# What you are asked to do
Nothing but the lines from the one containing "Could you please locate the roof" through the last line of the entries should appear in the output, each verbatim.

BEGIN Records for this task

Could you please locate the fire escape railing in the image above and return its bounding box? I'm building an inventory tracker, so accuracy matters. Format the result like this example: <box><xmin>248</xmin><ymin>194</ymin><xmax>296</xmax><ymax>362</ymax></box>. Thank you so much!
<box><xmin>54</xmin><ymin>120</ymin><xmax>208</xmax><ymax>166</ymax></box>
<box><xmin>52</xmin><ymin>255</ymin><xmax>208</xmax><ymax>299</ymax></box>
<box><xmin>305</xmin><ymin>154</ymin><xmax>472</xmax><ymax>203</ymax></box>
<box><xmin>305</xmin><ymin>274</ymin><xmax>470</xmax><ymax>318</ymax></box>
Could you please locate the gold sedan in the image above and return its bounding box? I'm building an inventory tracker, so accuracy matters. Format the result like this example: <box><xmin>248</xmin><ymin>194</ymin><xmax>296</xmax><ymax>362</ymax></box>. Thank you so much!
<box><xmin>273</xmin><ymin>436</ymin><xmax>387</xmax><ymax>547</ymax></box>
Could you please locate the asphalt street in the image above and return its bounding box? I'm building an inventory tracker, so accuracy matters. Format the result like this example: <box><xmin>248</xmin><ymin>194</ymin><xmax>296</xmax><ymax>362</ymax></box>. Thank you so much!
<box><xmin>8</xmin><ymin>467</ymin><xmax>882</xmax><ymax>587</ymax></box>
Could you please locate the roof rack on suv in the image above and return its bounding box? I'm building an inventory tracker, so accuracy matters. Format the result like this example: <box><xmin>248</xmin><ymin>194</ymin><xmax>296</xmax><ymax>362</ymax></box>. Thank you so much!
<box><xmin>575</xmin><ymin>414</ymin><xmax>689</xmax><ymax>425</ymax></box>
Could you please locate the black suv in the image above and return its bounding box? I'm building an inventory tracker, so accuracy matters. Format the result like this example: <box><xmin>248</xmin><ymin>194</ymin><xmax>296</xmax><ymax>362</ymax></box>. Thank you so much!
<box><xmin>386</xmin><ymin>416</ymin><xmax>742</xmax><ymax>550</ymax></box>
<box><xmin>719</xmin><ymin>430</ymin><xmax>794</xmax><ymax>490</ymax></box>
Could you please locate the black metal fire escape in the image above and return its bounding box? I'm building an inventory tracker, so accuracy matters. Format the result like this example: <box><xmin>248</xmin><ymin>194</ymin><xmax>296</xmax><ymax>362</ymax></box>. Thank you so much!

END Records for this task

# Task answer
Could you please locate the roof rack on suv in the image above and return its bounding box? I'm building an inventory tracker, so accuracy matters. Format the result like this example: <box><xmin>248</xmin><ymin>194</ymin><xmax>296</xmax><ymax>362</ymax></box>. Thank you so much!
<box><xmin>575</xmin><ymin>414</ymin><xmax>689</xmax><ymax>425</ymax></box>
Could you please locate the black suv in the image above and return its bounding box? I'm building an inventory tracker, so accuracy matters. Format the result like this example: <box><xmin>248</xmin><ymin>194</ymin><xmax>296</xmax><ymax>362</ymax></box>. Thank you so much!
<box><xmin>386</xmin><ymin>416</ymin><xmax>742</xmax><ymax>550</ymax></box>
<box><xmin>719</xmin><ymin>430</ymin><xmax>794</xmax><ymax>490</ymax></box>
Could you please locate the black metal fire escape in the image above and return its bounding box? I'm building an inventory tracker, so accuracy matters. Format the result like this example: <box><xmin>248</xmin><ymin>194</ymin><xmax>296</xmax><ymax>362</ymax></box>. Thank you so much!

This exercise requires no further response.